** START Input rows **

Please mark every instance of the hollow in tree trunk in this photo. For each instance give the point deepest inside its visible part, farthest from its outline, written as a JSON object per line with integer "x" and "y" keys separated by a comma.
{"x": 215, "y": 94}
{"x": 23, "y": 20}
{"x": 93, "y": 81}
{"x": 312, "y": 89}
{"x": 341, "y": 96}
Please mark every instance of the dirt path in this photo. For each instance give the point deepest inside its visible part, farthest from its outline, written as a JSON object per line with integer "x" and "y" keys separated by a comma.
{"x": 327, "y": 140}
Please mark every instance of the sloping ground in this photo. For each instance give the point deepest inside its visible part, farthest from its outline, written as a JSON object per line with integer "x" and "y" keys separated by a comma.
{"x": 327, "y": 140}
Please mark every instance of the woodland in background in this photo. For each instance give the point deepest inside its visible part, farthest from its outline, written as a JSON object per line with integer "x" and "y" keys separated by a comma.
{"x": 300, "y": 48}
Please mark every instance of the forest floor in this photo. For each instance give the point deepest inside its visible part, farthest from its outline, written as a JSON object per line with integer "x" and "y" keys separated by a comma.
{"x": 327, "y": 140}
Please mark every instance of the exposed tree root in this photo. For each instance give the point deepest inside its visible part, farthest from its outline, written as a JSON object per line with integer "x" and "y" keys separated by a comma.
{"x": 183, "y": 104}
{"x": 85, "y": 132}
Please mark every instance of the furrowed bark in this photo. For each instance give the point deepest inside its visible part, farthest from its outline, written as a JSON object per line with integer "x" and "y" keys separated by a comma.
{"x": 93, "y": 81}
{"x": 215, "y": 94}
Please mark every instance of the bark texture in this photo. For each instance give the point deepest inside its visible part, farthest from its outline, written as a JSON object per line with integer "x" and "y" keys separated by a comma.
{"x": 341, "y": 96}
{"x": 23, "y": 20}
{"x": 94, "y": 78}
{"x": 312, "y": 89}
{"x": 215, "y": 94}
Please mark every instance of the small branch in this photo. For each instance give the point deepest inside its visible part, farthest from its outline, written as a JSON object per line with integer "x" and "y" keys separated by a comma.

** END Input rows **

Your goal: Please format the items above as a numbered list and leave out any blank lines.

The answer:
1. Please mark every instance of the hollow in tree trunk in this photo. For each instance give the point deepest inside its visible part, farthest from its outline, written as a JSON object per line with integer "x" and "y" keys separated by a comma.
2. {"x": 215, "y": 94}
3. {"x": 23, "y": 20}
4. {"x": 93, "y": 81}
5. {"x": 312, "y": 89}
6. {"x": 341, "y": 96}
7. Please mark every instance of the dirt path in this photo. For each instance give the point deepest inside its visible part, farthest from its outline, written as a JSON object per line with integer "x" and "y" keys separated by a comma.
8. {"x": 327, "y": 140}
9. Please mark every instance of the sloping ground in this photo. For each instance give the point deepest inside its visible part, farthest from its outline, written as a JSON object per line with integer "x" and "y" keys separated by a comma.
10. {"x": 327, "y": 140}
11. Please mark every instance of the woodland in background in this photo. For each instance give the point deepest inside its visible part, farthest from its outline, written as a JSON object per line with integer "x" and "y" keys separated by a comma.
12. {"x": 300, "y": 48}
13. Please mark every instance of the forest floor in this photo. For each instance give the point deepest inside its visible part, farthest from its outline, written as a JSON object per line with integer "x" and "y" keys separated by a comma.
14. {"x": 327, "y": 140}
15. Please mark every instance of the exposed tree root in this photo. For each instance give the point deepest inside its visible part, farthest from its outline, written as a JSON object per line with integer "x" and "y" keys separated by a comma.
16. {"x": 183, "y": 104}
17. {"x": 85, "y": 132}
18. Please mark every instance of the furrowed bark in this photo. For each instance give the point deepest inside its visible part, farthest from its outline, written as a JSON object per line with integer "x" and "y" keys separated by a comma.
19. {"x": 93, "y": 81}
20. {"x": 215, "y": 94}
21. Please mark every instance of the bark texture in this photo. For each instance give the point deepest inside its visible part, farthest from its outline, written as a JSON object per line with integer "x" and "y" keys separated by a comma.
22. {"x": 341, "y": 96}
23. {"x": 23, "y": 20}
24. {"x": 94, "y": 78}
25. {"x": 312, "y": 89}
26. {"x": 215, "y": 94}
27. Please mark every instance of the small branch in this photo. For each instance give the point deepest inside its visible part, farthest from its outline, written as a JSON object per line with integer "x" and "y" keys separated by a comma.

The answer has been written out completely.